───── INFORMATION GIVEN
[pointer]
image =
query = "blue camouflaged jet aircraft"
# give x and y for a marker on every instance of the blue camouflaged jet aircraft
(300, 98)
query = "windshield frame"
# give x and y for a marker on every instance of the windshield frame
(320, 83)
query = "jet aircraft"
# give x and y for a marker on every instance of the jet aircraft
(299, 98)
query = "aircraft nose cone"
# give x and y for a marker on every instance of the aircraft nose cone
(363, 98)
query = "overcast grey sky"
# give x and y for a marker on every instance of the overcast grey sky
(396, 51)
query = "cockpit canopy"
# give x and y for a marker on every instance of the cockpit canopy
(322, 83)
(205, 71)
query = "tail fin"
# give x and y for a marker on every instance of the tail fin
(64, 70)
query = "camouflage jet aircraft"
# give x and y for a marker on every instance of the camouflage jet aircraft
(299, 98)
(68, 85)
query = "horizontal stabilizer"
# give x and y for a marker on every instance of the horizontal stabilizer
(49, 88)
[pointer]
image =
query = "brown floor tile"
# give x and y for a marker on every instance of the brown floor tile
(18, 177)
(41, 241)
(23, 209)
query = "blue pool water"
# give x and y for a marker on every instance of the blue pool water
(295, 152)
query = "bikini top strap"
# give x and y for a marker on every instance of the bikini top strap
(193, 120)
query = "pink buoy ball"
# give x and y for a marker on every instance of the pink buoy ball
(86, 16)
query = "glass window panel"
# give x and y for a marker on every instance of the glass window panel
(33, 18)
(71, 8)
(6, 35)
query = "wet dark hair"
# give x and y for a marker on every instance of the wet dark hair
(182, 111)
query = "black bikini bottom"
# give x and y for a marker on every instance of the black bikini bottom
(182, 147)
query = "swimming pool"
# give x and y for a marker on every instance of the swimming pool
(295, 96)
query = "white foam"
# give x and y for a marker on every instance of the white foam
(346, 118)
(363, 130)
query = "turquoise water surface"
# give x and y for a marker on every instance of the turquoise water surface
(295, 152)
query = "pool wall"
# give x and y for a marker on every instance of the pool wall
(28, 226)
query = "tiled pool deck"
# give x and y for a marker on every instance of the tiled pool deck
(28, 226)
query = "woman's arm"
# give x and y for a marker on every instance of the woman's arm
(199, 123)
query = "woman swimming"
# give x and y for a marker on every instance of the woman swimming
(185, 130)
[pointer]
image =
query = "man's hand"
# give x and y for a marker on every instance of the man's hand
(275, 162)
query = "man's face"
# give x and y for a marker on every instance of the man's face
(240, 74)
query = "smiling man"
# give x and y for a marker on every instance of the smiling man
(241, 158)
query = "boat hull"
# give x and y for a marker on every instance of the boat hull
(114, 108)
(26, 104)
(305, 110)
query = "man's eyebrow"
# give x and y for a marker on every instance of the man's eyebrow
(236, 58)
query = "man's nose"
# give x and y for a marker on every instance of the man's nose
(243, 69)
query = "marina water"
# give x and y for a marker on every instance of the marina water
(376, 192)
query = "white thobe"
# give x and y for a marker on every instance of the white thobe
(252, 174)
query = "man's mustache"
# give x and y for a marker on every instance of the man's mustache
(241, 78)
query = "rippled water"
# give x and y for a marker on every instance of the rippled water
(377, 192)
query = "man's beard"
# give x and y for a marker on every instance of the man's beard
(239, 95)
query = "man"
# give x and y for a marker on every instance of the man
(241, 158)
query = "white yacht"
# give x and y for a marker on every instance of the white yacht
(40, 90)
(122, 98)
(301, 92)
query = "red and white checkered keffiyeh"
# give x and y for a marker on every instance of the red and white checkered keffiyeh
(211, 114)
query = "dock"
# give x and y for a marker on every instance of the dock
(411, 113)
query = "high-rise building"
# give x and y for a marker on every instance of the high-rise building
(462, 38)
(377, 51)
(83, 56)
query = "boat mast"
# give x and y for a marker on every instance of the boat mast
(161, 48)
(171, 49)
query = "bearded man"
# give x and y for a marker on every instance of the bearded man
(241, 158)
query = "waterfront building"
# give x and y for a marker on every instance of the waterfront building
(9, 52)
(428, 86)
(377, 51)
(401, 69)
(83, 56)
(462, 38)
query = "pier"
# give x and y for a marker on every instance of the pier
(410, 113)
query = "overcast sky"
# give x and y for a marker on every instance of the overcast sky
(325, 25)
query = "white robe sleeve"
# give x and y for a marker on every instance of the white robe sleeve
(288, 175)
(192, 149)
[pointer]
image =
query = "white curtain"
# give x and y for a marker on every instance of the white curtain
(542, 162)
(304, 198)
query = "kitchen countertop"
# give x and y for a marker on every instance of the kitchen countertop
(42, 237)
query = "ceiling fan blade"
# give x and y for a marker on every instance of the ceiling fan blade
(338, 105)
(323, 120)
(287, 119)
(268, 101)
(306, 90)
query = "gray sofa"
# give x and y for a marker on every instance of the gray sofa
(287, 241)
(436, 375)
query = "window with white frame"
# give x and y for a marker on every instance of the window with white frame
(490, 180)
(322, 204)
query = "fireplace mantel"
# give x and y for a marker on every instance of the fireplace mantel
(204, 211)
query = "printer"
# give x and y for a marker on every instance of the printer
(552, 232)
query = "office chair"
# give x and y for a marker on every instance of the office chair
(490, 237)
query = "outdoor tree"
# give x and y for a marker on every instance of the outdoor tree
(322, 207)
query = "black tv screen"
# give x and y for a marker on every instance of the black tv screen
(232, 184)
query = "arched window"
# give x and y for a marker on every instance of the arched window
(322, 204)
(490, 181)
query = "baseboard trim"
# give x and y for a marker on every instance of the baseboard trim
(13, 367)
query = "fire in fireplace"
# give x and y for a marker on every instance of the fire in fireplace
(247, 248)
──────────
_GOAL_. Repeat each entry word for word.

_TASK RESPONSE_.
[pointer]
image =
query = "blue camouflaged jet aircraft"
# give x and y for a marker on every instance of the blue camouflaged jet aircraft
(300, 98)
query = "windshield frame"
# give x and y for a marker on every instance of the windshield frame
(320, 83)
query = "jet aircraft"
# give x and y for a marker on every instance of the jet aircraft
(299, 98)
query = "aircraft nose cone"
# give x and y for a marker on every instance of the aircraft nose cone
(363, 98)
query = "overcast grey sky"
# give x and y for a marker on every instance of the overcast grey sky
(396, 51)
query = "cockpit canopy"
# give x and y for a marker on every instance of the cockpit canopy
(322, 83)
(205, 71)
query = "tail fin"
# give x and y for a marker on every instance of the tail fin
(64, 70)
query = "camouflage jet aircraft"
# give x and y for a marker on every instance of the camouflage jet aircraft
(299, 98)
(68, 85)
query = "horizontal stabilizer"
# give x and y for a marker on every instance of the horizontal stabilizer
(49, 88)
[pointer]
image =
query = "brown floor tile"
# give x and y for a marker on every instance of the brown floor tile
(18, 177)
(41, 241)
(23, 209)
query = "blue pool water"
# give x and y for a marker on every instance of the blue pool water
(295, 152)
query = "bikini top strap"
# give x and y for a marker on every instance of the bikini top strap
(193, 120)
query = "pink buoy ball"
# give x and y for a marker on every instance of the pink buoy ball
(86, 16)
query = "glass window panel"
# give x and y for a marker on every instance of the glass window panel
(33, 18)
(71, 8)
(6, 35)
query = "wet dark hair"
# give x and y for a marker on every instance of the wet dark hair
(182, 111)
query = "black bikini bottom"
# give x and y for a marker on every instance of the black bikini bottom
(182, 147)
query = "swimming pool"
# give x and y for a marker on every instance of the swimming pool
(295, 96)
query = "white foam"
# give x and y for a marker on every instance of the white foam
(346, 118)
(363, 130)
query = "turquoise water surface"
# give x and y for a marker on every instance of the turquoise water surface
(295, 152)
query = "pool wall"
# give x and y for a marker on every instance of the pool wall
(28, 226)
query = "tiled pool deck"
# give x and y for a marker on every instance of the tiled pool deck
(28, 226)
query = "woman's arm"
# give x and y for a marker on every instance of the woman's arm
(199, 123)
query = "woman swimming"
# give x and y for a marker on every instance of the woman swimming
(185, 130)
[pointer]
image =
query = "man's hand"
# give x and y for a marker on every instance of the man's hand
(275, 162)
query = "man's face"
# give x and y for a marker on every instance of the man's face
(240, 74)
query = "smiling man"
# give x and y for a marker on every instance of the smiling man
(241, 158)
query = "boat hull"
# give x and y for a marker on every instance of the boat hull
(114, 108)
(26, 104)
(305, 110)
query = "man's eyebrow"
# give x and y for a marker on every instance of the man's eyebrow
(236, 58)
query = "man's nose"
# give x and y for a marker on every instance of the man's nose
(243, 69)
query = "marina water"
# give x and y for a marker on every instance of the marina water
(376, 192)
query = "white thobe"
# give x and y for a marker on every instance of the white thobe
(252, 174)
query = "man's mustache"
# give x and y for a marker on every instance of the man's mustache
(241, 78)
query = "rippled water"
# give x and y for a marker on every instance of the rippled water
(377, 192)
query = "man's beard"
# give x and y for a marker on every instance of the man's beard
(239, 95)
query = "man"
# give x and y for a marker on every instance of the man
(241, 158)
query = "white yacht"
# give x and y for a marker on every instance of the white yacht
(40, 90)
(122, 98)
(301, 92)
query = "red and white checkered keffiyeh"
# give x and y for a marker on every instance of the red and white checkered keffiyeh
(211, 114)
query = "dock"
# give x and y for a marker on every instance of the dock
(411, 113)
query = "high-rise building"
# give x and y for a marker on every instance of the high-rise building
(462, 38)
(377, 51)
(83, 56)
query = "boat mast"
# give x and y for a marker on every instance of the boat mast
(161, 48)
(171, 49)
query = "bearded man"
# give x and y for a marker on every instance of the bearded man
(241, 158)
query = "waterfront building"
# give x and y for a marker on every instance of the waterfront building
(9, 52)
(428, 86)
(377, 51)
(401, 69)
(83, 56)
(462, 38)
query = "pier"
# give x and y for a marker on every instance of the pier
(410, 113)
query = "overcast sky"
# give x and y for a marker on every instance of the overcast sky
(325, 25)
query = "white robe sleeve"
# give x and y for a marker on every instance of the white robe sleeve
(288, 175)
(192, 149)
[pointer]
image =
query = "white curtain"
# give x and y for a marker on every instance of the white curtain
(542, 162)
(304, 198)
query = "kitchen countertop"
# give x and y for a marker on every instance of the kitchen countertop
(42, 237)
query = "ceiling fan blade"
# give x and y for a marker on every instance of the ceiling fan blade
(338, 105)
(323, 120)
(287, 119)
(268, 101)
(306, 90)
query = "gray sofa"
# give x and y for a marker on every instance of the gray sofa
(287, 241)
(436, 375)
query = "window with white frame"
# give x and y for a marker on every instance of the window with white frame
(490, 180)
(322, 204)
query = "fireplace mantel"
# give x and y for a marker on every instance of the fireplace mantel
(204, 211)
query = "printer"
# give x and y for a marker on every instance of the printer
(552, 232)
query = "office chair"
# give x and y for a marker on every instance of the office chair
(490, 237)
query = "outdoor tree"
# give x and y for a marker on every instance of the outdoor tree
(322, 207)
query = "black tv screen"
# give x and y for a marker on every instance of the black tv screen
(232, 184)
query = "arched window"
# give x and y for a marker on every instance of the arched window
(322, 204)
(490, 181)
query = "baseboard trim"
# give x and y for a marker on every instance of the baseboard trim
(13, 367)
query = "fire in fireplace"
# give x and y for a marker on every instance of the fire in fireplace
(247, 248)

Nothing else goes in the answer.